Brief 1 — According to the venture capital exit strategy text, how large should each financing round be?
Brief 2 — Please carry the exit strategy text forward from its final sentence.

8. Exit Strategy

As we’ve noted many times before, venture capitalists never make an investment without a vision of how to exit that investment. We are not buy and hold investors. Our hit-driven business model requires a liquidity event so that we can return capital to our investors, our limited partners. For VCs, success is one-dimensional. A VC is, after all, a capitalist, and as such has a legal obligation (fiduciary duty) to return capital to investors. There is only one definition of success for VCs: high financial returns.

There is a replicable pattern in the growth of a venture-backed company on its way to a successful exit. It is characterized by several rounds of VC financing (Series A, Series B, etc.) separated by periods during which the startup team is deploying the capital in an effort to hit milestones.

The Exit Strategy for a VC investment in a startup includes a prediction of what may happen at the end (what kind of exit, an estimation of valuation at exit, etc.). However, just as importantly, it includes a path to that end, driven by a series of value-creating milestones. The size each round (Series A, Series B…) is not arbitrary. It should be the amount of cash needed to reach the next big milestone.

Beach House Exit Strategy Example

Back to our earlier example in which we inherit a beach house. Let’s assume it is a fixer-upper and is worth a million dollars in its current condition. The best strategy to reach positive cash flow quickly would be a quick sale. Put it on the market at a reduced price and get cash fast. Perhaps we could get $800,000 in that scenario.

Or we could take the time to go through the normal home selling process with a real estate agent. That could take a few months and cost a 3-6% commission, but perhaps we’d get the full million dollars or even more. However, it is not guaranteed. It would be a higher return with a longer period and some uncertainty. Which is a better strategy?

Lastly, looking at other properties in the neighborhood, we think our house could be worth $1.5 million if we make some improvements. We estimate it would cost $100,000 and take another five months. Now we have a third option for exiting this investment. Which “exit strategy” is best? It depends.

In the above example, we have all our wealth tied up in an illiquid asset, and three different exit strategies have been proposed. The one we choose will depend on a number of factors: our appetite for uncertainty, our access to cash, our willingness to oversee a project, our interest in making more money, our need for immediate cash, etc. You might break the variables down like this:

Table: Comparing exit strategies for inherited beach house

Exit Strategy Investment Time Proceeds Uncertainty
1. Quick Sale $0 0-1 month $800K ~10%
2. Regular Sale $0 2-3 months $1M – 6% ~20%
3. Fixer Upper $100K 5-8 months $1.5M ~30%

My guess is that most of us would likely put the house on the market, wait the few extra months and be very happy with the million dollars. But if our sole goal was to maximize financial return, we’d find a way to raise the $100K so that we could get the extra $500,000. There are not many opportunities out there to earn half a million dollars on a $100,000 investment in five months. Think of the things you could accomplish with an extra $400,000 lying around!

Extracted material —
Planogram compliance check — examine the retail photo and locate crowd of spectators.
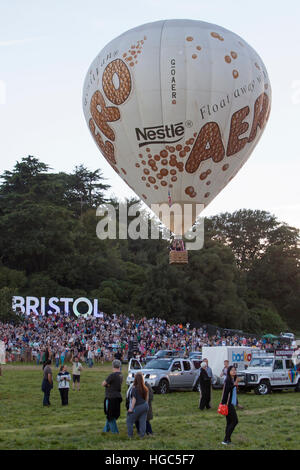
[0,313,288,367]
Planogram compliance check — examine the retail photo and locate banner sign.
[12,295,103,318]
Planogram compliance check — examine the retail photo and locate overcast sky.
[0,0,300,228]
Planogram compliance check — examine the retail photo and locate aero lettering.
[185,93,271,173]
[89,59,132,165]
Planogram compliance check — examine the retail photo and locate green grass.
[0,365,300,450]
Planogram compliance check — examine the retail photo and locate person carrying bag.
[218,366,238,445]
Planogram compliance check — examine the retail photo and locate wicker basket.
[169,250,188,264]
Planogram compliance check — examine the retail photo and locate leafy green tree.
[206,209,299,270]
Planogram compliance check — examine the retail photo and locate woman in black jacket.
[221,366,238,445]
[199,361,211,410]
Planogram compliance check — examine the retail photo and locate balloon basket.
[169,250,189,264]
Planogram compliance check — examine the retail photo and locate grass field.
[0,365,300,450]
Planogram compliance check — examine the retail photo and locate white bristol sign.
[12,295,102,317]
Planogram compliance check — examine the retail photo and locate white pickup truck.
[237,350,300,395]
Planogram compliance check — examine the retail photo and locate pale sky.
[0,0,300,228]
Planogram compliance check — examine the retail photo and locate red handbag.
[218,403,228,416]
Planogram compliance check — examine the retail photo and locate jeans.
[126,402,149,437]
[59,388,69,406]
[42,379,52,406]
[103,419,119,434]
[135,421,153,434]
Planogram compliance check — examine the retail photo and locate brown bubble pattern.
[186,36,202,59]
[123,36,147,67]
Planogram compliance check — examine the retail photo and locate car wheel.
[193,379,200,393]
[254,380,271,395]
[157,379,169,395]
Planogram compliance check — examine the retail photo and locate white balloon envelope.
[83,20,271,233]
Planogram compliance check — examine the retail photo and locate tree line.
[0,156,300,333]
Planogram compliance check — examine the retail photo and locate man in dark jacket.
[102,359,123,434]
[199,362,211,410]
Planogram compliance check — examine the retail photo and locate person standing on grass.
[102,359,123,434]
[203,358,213,408]
[135,381,154,436]
[126,372,149,438]
[199,361,211,411]
[42,359,53,406]
[220,359,229,381]
[221,366,238,445]
[57,366,71,406]
[72,356,82,392]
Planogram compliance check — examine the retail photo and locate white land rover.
[238,350,300,395]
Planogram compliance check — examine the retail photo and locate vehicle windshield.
[250,357,273,367]
[155,351,172,357]
[144,359,172,370]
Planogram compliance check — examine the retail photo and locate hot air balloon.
[83,20,271,263]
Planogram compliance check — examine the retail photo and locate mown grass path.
[0,365,300,450]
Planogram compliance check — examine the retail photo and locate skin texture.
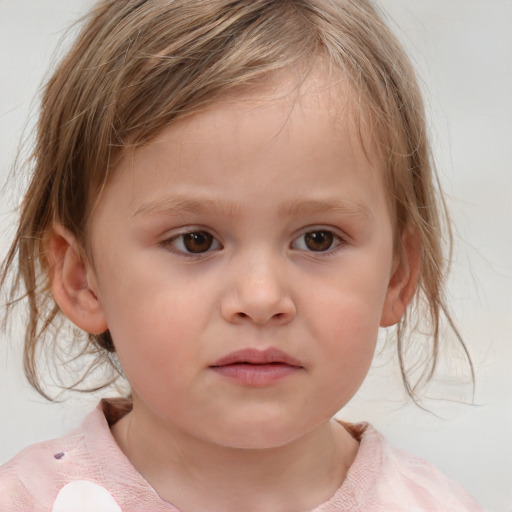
[50,73,417,512]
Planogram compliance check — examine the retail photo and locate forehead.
[96,68,382,218]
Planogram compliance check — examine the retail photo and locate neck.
[112,400,358,512]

Right answer 1 — Each round should be the amount of cash needed to reach the next big milestone.

Right answer 2 —
VCs similarly need to exit startups (illiquid) so that we can return a liquid asset (cash or public stock) to our LPs. As we’ve discussed in Part I, the exit can come in the form of an acquisition by another company, or via an initial public offering, or IPO, in which shares of stock are sold on a public market. The IPO is much more challenging and rare than an exit by acquisition. Going public is only a viable option to the few startups who can reach huge revenues (usually north of $100M) with significant predictability. Public markets are driven by expectations, and startups are ill advised to go the IPO route unless we are very confident of the growth trajectory.

Much more common and nuanced is to pursue acquisition as an exit. When going this route, VCs and founders will identify potential acquirers early in the process to form relationships that may ultimately culminate in acquisition. An ideal exit strategy should include the following:

  • Model the startup venture to be a good candidate for acquisition based on recent M&A activity: What companies are actively acquiring other companies? What strategy do they appear to be following? What metrics are they using for success? What valuations are in the market?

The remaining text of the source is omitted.